--- Start LISTING ---
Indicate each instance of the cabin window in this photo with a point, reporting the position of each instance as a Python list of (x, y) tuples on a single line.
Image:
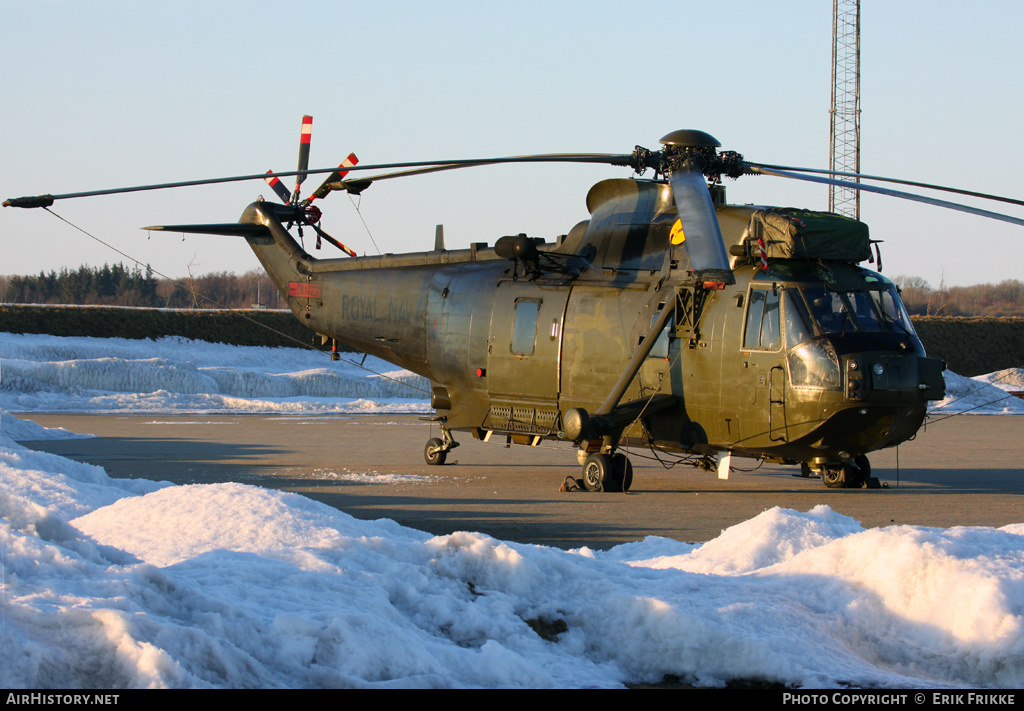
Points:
[(524, 327), (762, 320)]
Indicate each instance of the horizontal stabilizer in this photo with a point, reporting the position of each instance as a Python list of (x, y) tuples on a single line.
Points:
[(228, 228)]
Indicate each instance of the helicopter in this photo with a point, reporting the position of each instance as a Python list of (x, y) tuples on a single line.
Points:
[(669, 320)]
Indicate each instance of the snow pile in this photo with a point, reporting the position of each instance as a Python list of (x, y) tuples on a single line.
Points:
[(115, 583), (985, 394), (172, 374)]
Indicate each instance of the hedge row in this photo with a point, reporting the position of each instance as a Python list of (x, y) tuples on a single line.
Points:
[(973, 345), (970, 346)]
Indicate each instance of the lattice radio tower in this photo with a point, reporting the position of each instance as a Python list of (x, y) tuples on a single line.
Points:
[(845, 113)]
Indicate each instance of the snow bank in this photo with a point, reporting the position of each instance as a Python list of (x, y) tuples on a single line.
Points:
[(173, 374), (114, 583)]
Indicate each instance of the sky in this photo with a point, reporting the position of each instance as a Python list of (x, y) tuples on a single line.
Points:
[(113, 93), (129, 583)]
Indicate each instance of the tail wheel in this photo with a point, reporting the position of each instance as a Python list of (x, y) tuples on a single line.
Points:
[(624, 471), (834, 475), (434, 452)]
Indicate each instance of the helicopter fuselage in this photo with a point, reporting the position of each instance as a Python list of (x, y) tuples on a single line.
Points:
[(803, 362)]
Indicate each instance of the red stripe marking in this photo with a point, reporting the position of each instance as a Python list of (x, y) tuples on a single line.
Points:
[(303, 290)]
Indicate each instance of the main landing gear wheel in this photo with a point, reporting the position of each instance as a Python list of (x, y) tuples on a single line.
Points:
[(597, 472), (852, 474), (434, 452), (607, 473)]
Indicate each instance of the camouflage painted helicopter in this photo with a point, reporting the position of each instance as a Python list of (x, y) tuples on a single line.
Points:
[(668, 320)]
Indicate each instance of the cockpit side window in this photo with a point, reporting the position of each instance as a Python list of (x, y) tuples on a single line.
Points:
[(763, 329), (798, 323)]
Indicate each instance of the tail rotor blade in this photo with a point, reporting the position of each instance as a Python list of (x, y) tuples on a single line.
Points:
[(334, 242), (334, 177), (307, 127), (278, 186), (702, 237)]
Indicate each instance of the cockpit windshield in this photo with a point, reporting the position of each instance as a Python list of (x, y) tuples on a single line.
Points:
[(872, 309)]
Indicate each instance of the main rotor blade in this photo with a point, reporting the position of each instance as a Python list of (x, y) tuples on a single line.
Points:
[(912, 183), (762, 170), (702, 236), (607, 159)]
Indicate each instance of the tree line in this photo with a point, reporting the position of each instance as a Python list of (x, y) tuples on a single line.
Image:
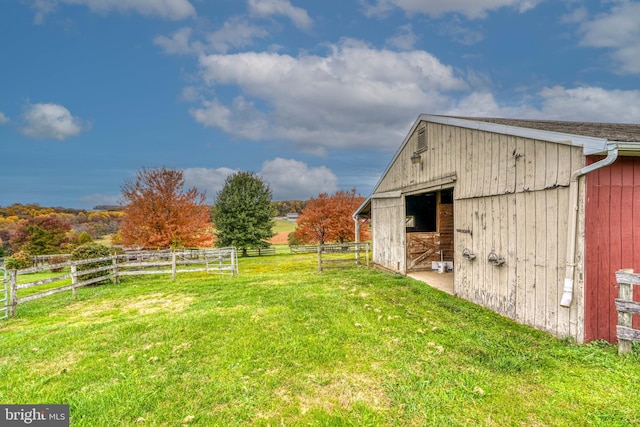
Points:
[(158, 212)]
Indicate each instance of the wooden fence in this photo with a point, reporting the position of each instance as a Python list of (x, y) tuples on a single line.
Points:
[(627, 307), (342, 255), (220, 261)]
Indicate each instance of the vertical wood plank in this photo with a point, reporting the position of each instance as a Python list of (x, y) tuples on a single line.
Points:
[(497, 167), (552, 279), (521, 257), (520, 164), (486, 156), (512, 254), (564, 165), (541, 262), (551, 164), (510, 184), (504, 164), (540, 164), (531, 279), (530, 165), (563, 314)]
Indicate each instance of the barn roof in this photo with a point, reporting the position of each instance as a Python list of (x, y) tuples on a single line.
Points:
[(594, 138), (610, 131)]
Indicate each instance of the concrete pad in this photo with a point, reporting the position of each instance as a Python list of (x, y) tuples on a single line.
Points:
[(441, 281)]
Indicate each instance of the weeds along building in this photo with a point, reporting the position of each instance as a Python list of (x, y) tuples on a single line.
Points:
[(534, 217)]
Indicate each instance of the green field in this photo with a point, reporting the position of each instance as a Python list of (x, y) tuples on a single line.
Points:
[(285, 345)]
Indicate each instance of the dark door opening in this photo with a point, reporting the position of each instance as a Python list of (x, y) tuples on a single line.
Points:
[(429, 228)]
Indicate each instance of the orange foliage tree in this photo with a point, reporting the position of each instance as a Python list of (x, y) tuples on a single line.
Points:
[(159, 214), (329, 218)]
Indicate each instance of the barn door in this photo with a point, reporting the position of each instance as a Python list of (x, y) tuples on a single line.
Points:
[(429, 229)]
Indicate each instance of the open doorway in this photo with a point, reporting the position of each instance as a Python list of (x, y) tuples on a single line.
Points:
[(429, 228)]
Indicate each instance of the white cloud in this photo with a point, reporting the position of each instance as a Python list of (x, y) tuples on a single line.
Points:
[(405, 39), (288, 179), (619, 31), (473, 9), (50, 121), (294, 180), (234, 33), (208, 181), (179, 43), (167, 9), (591, 104), (338, 100), (298, 16)]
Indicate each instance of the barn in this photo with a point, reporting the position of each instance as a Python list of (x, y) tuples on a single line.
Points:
[(532, 217)]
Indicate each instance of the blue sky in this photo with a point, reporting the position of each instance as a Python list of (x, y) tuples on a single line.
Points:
[(315, 96)]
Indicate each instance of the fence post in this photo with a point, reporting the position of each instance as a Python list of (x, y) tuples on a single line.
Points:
[(114, 262), (367, 253), (625, 293), (173, 266), (74, 279), (13, 305)]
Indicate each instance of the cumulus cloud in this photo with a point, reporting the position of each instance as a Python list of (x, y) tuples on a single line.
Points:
[(337, 100), (294, 180), (405, 39), (206, 180), (298, 16), (591, 104), (50, 121), (288, 179), (166, 9), (234, 33), (618, 31), (475, 9)]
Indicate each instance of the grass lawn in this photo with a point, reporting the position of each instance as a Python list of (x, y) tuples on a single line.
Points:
[(285, 345)]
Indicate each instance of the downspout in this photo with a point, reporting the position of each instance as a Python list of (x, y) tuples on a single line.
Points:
[(612, 155)]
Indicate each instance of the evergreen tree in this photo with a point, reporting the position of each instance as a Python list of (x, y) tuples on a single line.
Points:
[(243, 213)]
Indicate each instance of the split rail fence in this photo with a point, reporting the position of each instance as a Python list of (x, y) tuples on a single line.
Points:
[(342, 255), (627, 307), (215, 261)]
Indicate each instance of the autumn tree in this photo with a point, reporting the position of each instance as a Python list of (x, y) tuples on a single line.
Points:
[(243, 213), (329, 218), (160, 214), (41, 235)]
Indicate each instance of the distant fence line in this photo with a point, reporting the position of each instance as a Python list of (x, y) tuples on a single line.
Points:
[(218, 261), (342, 255), (627, 307)]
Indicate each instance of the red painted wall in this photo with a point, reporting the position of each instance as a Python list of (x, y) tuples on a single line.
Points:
[(612, 242)]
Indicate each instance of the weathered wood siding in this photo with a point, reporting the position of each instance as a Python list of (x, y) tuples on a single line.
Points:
[(511, 198), (612, 242), (388, 233)]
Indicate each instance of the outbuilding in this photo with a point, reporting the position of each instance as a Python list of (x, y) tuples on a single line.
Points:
[(533, 217)]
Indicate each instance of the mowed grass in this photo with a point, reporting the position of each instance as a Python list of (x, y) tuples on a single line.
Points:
[(285, 345)]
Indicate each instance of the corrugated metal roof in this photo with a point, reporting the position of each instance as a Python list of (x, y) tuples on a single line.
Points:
[(611, 131)]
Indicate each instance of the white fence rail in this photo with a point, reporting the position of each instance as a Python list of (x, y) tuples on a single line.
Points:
[(213, 261)]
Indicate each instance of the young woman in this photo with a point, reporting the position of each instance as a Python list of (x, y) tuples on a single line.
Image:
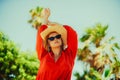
--- End LISTING ---
• [AIM OF THE TASK]:
Copy out all of the records above word for word, but leave out the pictures.

• [SOLUTION FOR THIS TASK]:
Indicate each instance of the cabin window in this photo with a point, reporting the position of each instance as a Python list of (x, y) tuples on a single line.
Image:
Points:
[(524, 327), (762, 320)]
Indicate each instance of the horizontal stabilizer in this photo with a point, reporting the position of each instance as a Python list of (x, y) tuples on a single line.
Points:
[(228, 228)]
Indicate each instance of the helicopter in this photo with a point, reporting the position of each instance as a Python list of (x, y) tuples on a single line.
Points:
[(669, 320)]
Indicate each instance of the snow pile in this photo with a point, reporting the position of each instance as a Python list of (x, y) tuples on a single line.
Points:
[(115, 583), (985, 394), (172, 374)]
Indicate each instance of the hedge row in this photo with a point, reporting the position of each instance as a Python list of (x, y) tuples on a single line.
Points:
[(973, 345), (970, 346)]
Indicate each instance of the lattice radio tower in this photo with a point, reporting the position of each instance as a Python list of (x, y) tuples on a single line.
Points:
[(845, 113)]
Indicate each instance of the snow bank in this photo with a point, reporting the position of each instance as a Python list of (x, y) tuples on a single line.
Points:
[(173, 374), (114, 583)]
Indicate each instance of the sky in this photo with a point, reporting the position of each instance as a Python list of (x, y) tuples on a single line.
Points:
[(113, 93), (129, 583)]
Indicate each instance of the tail wheel in this photo with a point, reporting the position of each instance as a Python list of (x, y) tuples on a single line.
Points:
[(624, 471), (834, 475), (434, 452)]
Indicate each instance of the helicopter fuselage in this photo with a point, reporting the position of each instance as a Python list of (x, y) tuples on a single line.
Points:
[(803, 362)]
Indicate each instance of the red stripe marking in this photo with a point, reporting the position of each instance as a Python list of (x, y) tuples on a single line.
Points:
[(303, 290)]
Indicate each instance of the main landing gear wheel in this photo with a point, reporting the position of each instance as a Python list of (x, y) tuples on a single line.
Points:
[(597, 472), (852, 474), (434, 452), (607, 473)]
Indicate each instance of the camouflage painted helicopter in this photo with a point, reporting the position of each instance as a Python list of (x, y) tuples on a single line.
Points:
[(668, 320)]
Indicate each instance of the cockpit side window in this photo with a point, reporting the position of each instance as a Python list of (x, y) tuples on a single line.
Points:
[(763, 329), (798, 323)]
Indicate each instance of the tail rotor blade in this photo with a point, reporting the position of each instance as a Python list of (x, y) tuples on a single line.
Points:
[(334, 242), (334, 177), (307, 127), (278, 186), (702, 237)]
Indicate each instance of the cockpit windshield in this photo with a point, reporting the position of each instance as a Python list of (x, y) tuples on a single line.
Points:
[(872, 309)]
Indicate each instance of the main rotor blade in this photo with a point, reporting the position of each instance as a Python list of (x, y) tuples on a single line.
Points:
[(912, 183), (762, 170), (702, 236), (607, 159)]
Indicate each instance of the tree line in this photo with a point, reporting the position of each instance as a Python list of (x, y) tuples on a single line.
Image:
Points:
[(158, 212)]
Indicate each instance of the wooden fence in this photo with a point, reporting the position of each instance as a Python list of (x, y) tuples on a single line.
Points:
[(627, 307), (342, 255), (220, 261)]
Indicate each instance of the vertical wood plank in this photo with a point, reporting the position of each instance as a Python list of (x, y) tuples on a single line.
Points:
[(497, 167), (552, 279), (521, 257), (520, 164), (486, 156), (512, 254), (564, 165), (541, 262), (551, 164), (510, 184), (504, 164), (540, 164), (531, 279), (530, 165), (563, 314)]
Indicate each instance of the barn roof in this photo with a point, reporting the position of each instance as a Python list of (x, y) tuples on a single line.
Points:
[(594, 138), (610, 131)]
Indicate each instance of the concrete pad in this photo with a point, reporting the position of each instance as a Python list of (x, y) tuples on a single line.
Points:
[(441, 281)]
Indicate each instance of the weeds along building in this photo with a point, reporting the position of each instance as a Python list of (x, y) tuples on a single line.
Points:
[(534, 217)]
Indicate each instance of the green field in this photo with a point, reporting the position of each instance as a Python list of (x, y) tuples on a single line.
Points:
[(285, 345)]
Indicate each instance of the dark door opening in this photo with a point, reporting the position of each instance as a Python list of (x, y) tuples on a single line.
Points:
[(429, 228)]
Indicate each instance of the orange foliage tree in this photo with a point, reporting the position of each instance as a Python list of (x, y) tuples on a single line.
Points:
[(159, 214), (329, 218)]
Indicate each instance of the barn door in this photo with a point, reporting the position of each instance as a Python list of (x, y) tuples on a single line.
Points:
[(429, 229)]
Indicate each instance of the open doorway in this photo with a point, reporting the position of each instance as a Python list of (x, y) tuples on a single line.
Points:
[(429, 228)]
Indicate each instance of the white cloud in this photo with a point, reporting the position of each instance as a Python list of (x, y) tuples on a single line.
Points:
[(405, 39), (288, 179), (619, 31), (473, 9), (50, 121), (294, 180), (234, 33), (208, 181), (179, 43), (167, 9), (591, 104), (338, 100), (298, 16)]
Indicate each instance of the barn in this photo with a point, reporting the position of each instance as a Python list of (x, y) tuples on a single line.
Points:
[(532, 217)]
Indicate each instance of the blue sky in this photo with a point, reporting the position of each instance as a Python list of (x, y) tuples on a single line.
Points:
[(315, 96)]
Indicate each instance of the fence post in this photo with a point, reporting the position of each instance as a Python list of (x, y) tuples on a single line.
Points:
[(114, 262), (367, 253), (625, 293), (173, 266), (74, 279), (13, 305)]
Indicate each instance of the cumulus cloud in this photo with a point, reporting the position of each instance as a Python list of (x, y) tuples on a single line.
Points:
[(337, 100), (294, 180), (405, 39), (206, 180), (298, 16), (591, 104), (50, 121), (288, 179), (166, 9), (234, 33), (618, 31), (475, 9)]
Indicate each instance of the grass lawn in this photo with a point, reporting the position of each instance as a Python list of (x, y) tuples on a single line.
Points:
[(285, 345)]
Indicate each instance of the downspout in this photo with a point, reporting the position of each instance as a Python list of (x, y) tuples on a single line.
Points:
[(612, 155)]
Indicate each instance of the evergreen tree in this photo with a point, reporting the position of each instance as a Python list of (x, y) tuples on a single line.
Points:
[(243, 213)]
Indicate each instance of the split rail fence in this photo with a point, reporting the position of each instance as a Python list of (x, y) tuples on a single line.
Points:
[(342, 255), (627, 307), (215, 261)]
Indicate each instance of the autumn tree in this photo with a point, reporting the position of each instance as a Python list of (x, y) tuples on a single line.
Points:
[(243, 213), (329, 218), (160, 214), (41, 235)]
Indicate each instance of the distant fence line in this photo with a point, reporting the position of each instance as a Python list of (x, y) tuples on a single line.
Points:
[(218, 261), (342, 255), (627, 307)]
Indicate each instance of the red painted wall in this photo with a point, reporting the position of each instance as a Python list of (x, y) tuples on a single line.
Points:
[(612, 242)]
Indicate each instance of the weathered wood siding in this photo with a point, reporting the position of each instance as a Python list of (x, y) tuples on a single line.
Points:
[(511, 198), (612, 242), (388, 233)]
Indicate each instance of the outbuilding in this photo with a point, reporting the position of each instance as a Python list of (x, y) tuples on a single line.
Points:
[(533, 217)]
Indicate each instance of the mowed grass in this photo with a point, reporting the position of each instance as a Python list of (x, y) tuples on a single line.
Points:
[(285, 345)]
Indicate each instance of the corrugated metal roof in this photo with a point, reporting the position of each instance as a Python list of (x, y) tuples on a single line.
Points:
[(611, 131)]
Indicate each instance of the white fence rail in this photo with a point, reporting the position of each instance as a Python list of (x, y) tuples on a single line.
Points:
[(213, 261)]
Indicate each instance of the young woman in this photo with a point, reporting the position of each instance as a Python list of (x, y) tuples on a single line.
Image:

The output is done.